── TEXT EXTRACT ──

The database comprises a total of 2180 observations, as depicted in
Table 1. As verified, Angola and Mozambique account for most of the data, with the latter holding nearly fifty percent of the total observations and the most recent ones.
In order to comprehend the impact of corruption on foreign direct investment, the dependent variable (FDI) is defined as the proportion of private foreign ownership of a firm, a variable that varies between zero and 1 (or 0% and 100%). The independent and control variables considered in the analysis are the following:
- ♦
Corruption, a dummy variable equal to 1 if the firm considers that corruption is a major obstacle to its activity and zero otherwise. According to
Escresa and Picci (
2017), differences between the Public Administration Corruption Index (PACI) and perception-based measures are not systematically driven. Thus, a perception-based corruption variable like the one we employ in this study may be a good proxy for actual levels of corruption and has been employed extensively in the literature (see, e.g.,
L. Martins et al., 2020). Regarding this variable, studies tend to diverge between those who argue that corruption hinders FDI (see
Wei, 2000;
Asiedu, 2006;
Sabir et al., 2019;
Yahyaoui, 2023), and those who defend that corruption can positively impact foreign investment (
Bardhan, 1997;
Gossel, 2018).

───
── DATASET ──

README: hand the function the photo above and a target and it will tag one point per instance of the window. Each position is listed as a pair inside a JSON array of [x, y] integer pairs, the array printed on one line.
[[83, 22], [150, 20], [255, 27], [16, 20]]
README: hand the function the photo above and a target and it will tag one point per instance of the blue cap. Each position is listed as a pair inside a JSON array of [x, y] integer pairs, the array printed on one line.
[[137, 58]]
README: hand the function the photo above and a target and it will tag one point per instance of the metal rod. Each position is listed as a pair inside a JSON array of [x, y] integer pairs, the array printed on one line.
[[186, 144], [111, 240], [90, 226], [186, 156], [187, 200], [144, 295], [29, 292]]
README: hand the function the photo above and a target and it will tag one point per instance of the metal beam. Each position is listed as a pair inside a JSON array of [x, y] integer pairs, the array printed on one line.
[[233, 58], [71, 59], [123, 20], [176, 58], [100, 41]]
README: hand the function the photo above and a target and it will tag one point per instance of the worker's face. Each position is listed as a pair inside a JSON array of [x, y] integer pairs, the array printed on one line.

───
── DATASET ──

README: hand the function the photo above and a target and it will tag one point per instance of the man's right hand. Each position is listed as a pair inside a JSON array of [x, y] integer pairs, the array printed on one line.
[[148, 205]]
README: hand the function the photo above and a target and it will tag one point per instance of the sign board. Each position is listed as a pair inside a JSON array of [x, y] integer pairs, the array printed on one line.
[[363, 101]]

───

WHAT YOU WILL DO ->
1: In the text on corruption and foreign investment, rewrite the part between "The database comprises" and "most recent ones.", inclusive, replacing "observations" with "records".
2: Present the listing between the lines holding "of the window." and "of the worker's", inclusive, as a numbered list with blank lines left out.

ANSWERS TO EACH TASK ->
1:
The database comprises a total of 2180 records, as depicted in
Table 1. As verified, Angola and Mozambique account for most of the data, with the latter holding nearly fifty percent of the total records and the most recent ones.

2:
1. README: hand the function the photo above and a target and it will tag one point per instance of the window. Each position is listed as a pair inside a JSON array of [x, y] integer pairs, the array printed on one line.
2. [[83, 22], [150, 20], [255, 27], [16, 20]]
3. README: hand the function the photo above and a target and it will tag one point per instance of the blue cap. Each position is listed as a pair inside a JSON array of [x, y] integer pairs, the array printed on one line.
4. [[137, 58]]
5. README: hand the function the photo above and a target and it will tag one point per instance of the metal rod. Each position is listed as a pair inside a JSON array of [x, y] integer pairs, the array printed on one line.
6. [[186, 144], [111, 240], [90, 226], [186, 156], [187, 200], [144, 295], [29, 292]]
7. README: hand the function the photo above and a target and it will tag one point per instance of the metal beam. Each position is listed as a pair inside a JSON array of [x, y] integer pairs, the array printed on one line.
8. [[233, 58], [71, 59], [123, 20], [176, 58], [100, 41]]
9. README: hand the function the photo above and a target and it will tag one point per instance of the worker's face. Each position is listed as a pair inside a JSON array of [x, y] integer pairs, the array printed on one line.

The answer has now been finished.